● Getoonde tekst:
↓

Bij rondvraag naar een bijzonder huisje kreeg ik te horen dat ik bij Johan en Yvonne moest zijn (nu nummer 135, eerst 38). Meteen in de kantine op hen afgestapt en een afspraak gemaakt. Ik was benieuwd, want ik had het niet zelf uitgekozen.
Tot mijn verbazing bleek het naast het onder architectuur gebouwde tuinhuis van Arja Hoogstad te staan(37/133)… het was ‘t steenstriphuisje! Johan had me namelijk een paar jaar geleden toen ik aan het kijken was of Arja thuis was voor een interview, uitgenodigd om over zijn huisje te schrijven. Maar ja, steenstrips zijn niet mijn smaak. Nu kwam het er onbedoeld toch van. Een grappige samenloop van omstandigheden dus. Ik was benieuwd waarom anderen het zo bijzonder vonden.
Van buiten ziet het er leuk uit, met halverwege die driehoekige dakkapel. Dan de deur door in het midden en meteen sta je in de kamer. Wat gezellig hier, sfeervol met alle wanden mooi lichtgeel (zelf geverfd) en zachtgele bijpassende rolgordijnen (ook zelf gedaan). Mooie comfortabele leunstoelen, rieten zitting, kussens. In de hoek tafel, stoelen, veel ruimte. Smaakvol ingericht.
En gedurende ons gesprek ontdekte ik het bijzondere van dit huisje: GEVOEL. En dat dan bij de bewoners, daarom laat ik hen aan het woord:
Yvonne: “Vanaf 1974 hadden we hier op de volkstuin een tuin met huisje. We hadden vooraan een huisje, iedereen daar moest weg. Wij niet, dachten we. Toen moesten we uiteindelijk toch ook weg. Iedereen had van de gemeente geld gekregen om elders op de tuin iets te kopen. Wij waren dus een van de laatsten en kregen het idee dat de pot van de Gemeente op was, want wij kregen maar 4000 euro. Het heeft twee jaar geduurd voordat iemand van het bestuur er wat bijkreeg voor ons. De vorige eigenaar van dit huisje is nog 500 gezakt, en toen konden we het kopen.”

↑

● Nog te doen:
a) Hoeveel geld kregen Yvonne en Johan volgens het stuk over het steenstriphuisje van de gemeente?
b) Geef een vervolg op het stuk over het steenstriphuisje, aansluitend op de laatste zin.
De rijen staan los van het stuk over het steenstriphuisje.

● Aangeleverde gegevens:
↓

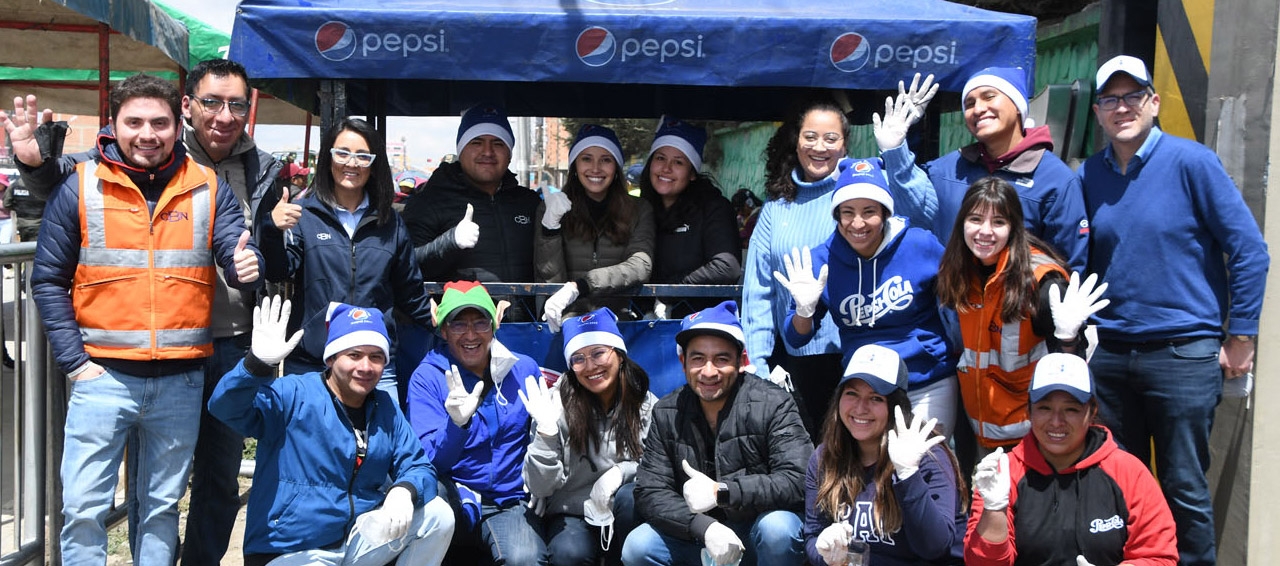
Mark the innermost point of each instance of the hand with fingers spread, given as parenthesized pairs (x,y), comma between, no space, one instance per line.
(805,290)
(891,131)
(919,95)
(699,489)
(543,404)
(908,443)
(466,233)
(833,543)
(286,214)
(557,206)
(246,260)
(991,480)
(461,405)
(21,126)
(1074,307)
(270,323)
(553,310)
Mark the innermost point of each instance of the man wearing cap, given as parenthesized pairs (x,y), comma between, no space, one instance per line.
(1008,146)
(465,405)
(215,108)
(472,220)
(1184,260)
(328,442)
(725,459)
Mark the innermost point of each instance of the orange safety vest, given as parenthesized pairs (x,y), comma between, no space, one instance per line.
(144,286)
(999,359)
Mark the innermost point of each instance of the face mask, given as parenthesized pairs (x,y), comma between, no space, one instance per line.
(599,516)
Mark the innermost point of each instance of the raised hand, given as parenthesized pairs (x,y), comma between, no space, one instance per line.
(466,233)
(1074,307)
(805,290)
(246,260)
(543,404)
(557,205)
(460,404)
(909,442)
(699,489)
(21,126)
(286,214)
(270,324)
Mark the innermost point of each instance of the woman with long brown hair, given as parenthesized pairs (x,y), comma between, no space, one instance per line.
(882,477)
(1001,279)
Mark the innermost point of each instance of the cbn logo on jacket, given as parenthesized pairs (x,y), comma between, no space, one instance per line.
(894,295)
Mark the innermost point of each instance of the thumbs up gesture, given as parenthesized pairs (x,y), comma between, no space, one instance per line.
(286,214)
(466,233)
(246,260)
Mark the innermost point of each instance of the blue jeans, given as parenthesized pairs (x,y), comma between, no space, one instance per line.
(1166,393)
(424,543)
(214,487)
(103,411)
(772,539)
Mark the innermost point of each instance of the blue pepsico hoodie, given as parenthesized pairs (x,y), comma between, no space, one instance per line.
(887,300)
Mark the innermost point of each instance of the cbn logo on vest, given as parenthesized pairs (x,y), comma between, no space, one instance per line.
(1102,525)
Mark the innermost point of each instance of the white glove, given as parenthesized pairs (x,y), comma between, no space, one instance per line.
(723,544)
(908,443)
(700,491)
(543,404)
(269,327)
(805,290)
(891,131)
(557,205)
(606,485)
(833,543)
(553,310)
(466,233)
(461,405)
(919,95)
(991,480)
(1077,305)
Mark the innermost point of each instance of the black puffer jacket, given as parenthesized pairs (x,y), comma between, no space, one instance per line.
(506,249)
(759,451)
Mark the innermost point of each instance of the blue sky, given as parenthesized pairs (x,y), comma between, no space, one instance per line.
(425,137)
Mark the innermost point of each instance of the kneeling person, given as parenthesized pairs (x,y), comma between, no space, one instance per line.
(328,442)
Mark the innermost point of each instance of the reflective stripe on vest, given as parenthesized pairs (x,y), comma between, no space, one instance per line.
(150,297)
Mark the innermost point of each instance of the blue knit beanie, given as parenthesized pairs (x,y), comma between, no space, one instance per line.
(485,119)
(598,327)
(682,136)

↑

● Uitkomsten:
a) 4000 euro.

b)
Johan: “We kregen een tip dat dit huisje vrij zou komen en we gingen kijken. We waren er meteen verliefd op en kwamen steeds weer kijken. De tuin was mooi, het huisje mooi. We hebben best veel gedaan. En ja, die steenstrips zaten er al toen we het overnamen. Die haal je niet weg.”
Yvonne:Het is een licht huisje, met ramen aan vier kanten. Aan een kant (op de plek van de overkapping) hebben we wel twintig bomen weggehaald, een heel bos. In de tuin braamstruiken met uitlopers van wel 30, 40 meter!”
Het meest trots zijn ze op de zolder: “Eerst leegmaken, er lag veel oude troep en er waren muizen. Toen opnieuw platen van spaanplaat erop. De ingang is via een trap, weggewerkt achter een deel van het plafond. Je laat de trap vieren met een touw. Een heerlijk grote zolder is het.”
Tot hun verdriet is er het er deze zomer niet van gekomen, van op zolder slapen. Johan komt de trap niet op: na een operatie eerder dit jaar heeft hij last van zijn benen. Ze vinden het slapen op de tuin heerlijk: “We hebben een leuk contact met de buren. Vorig jaar september hadden we zelfs een etentje met zijn allen op het pad!” Ze hopen dat hij dat volgend seizoen wel weer kan, ze missen het.
Yvon: “De bruine houten vloer oogt wat kaal helaas, want het huisje heeft helemaal onder water gestaan. Verder is er al twee keer ingebroken, twee jaar geleden. ALLE leidingen, zelfs binnen, die van de douche en het toilet hebben ze meegenomen. Plus dingen uit de kasten.
Mijn favoriete plek is in deze lage stoel, in de hoek, want overal kun je vanuit hier naar buiten kijken.” Johan:”Ja, die stoelen heb ik van de Roteb. Een aantal jaren geleden mocht je daar nog spullen meenemen. Ik was toen met een busje van het werk en heb ze meteen meegenomen.”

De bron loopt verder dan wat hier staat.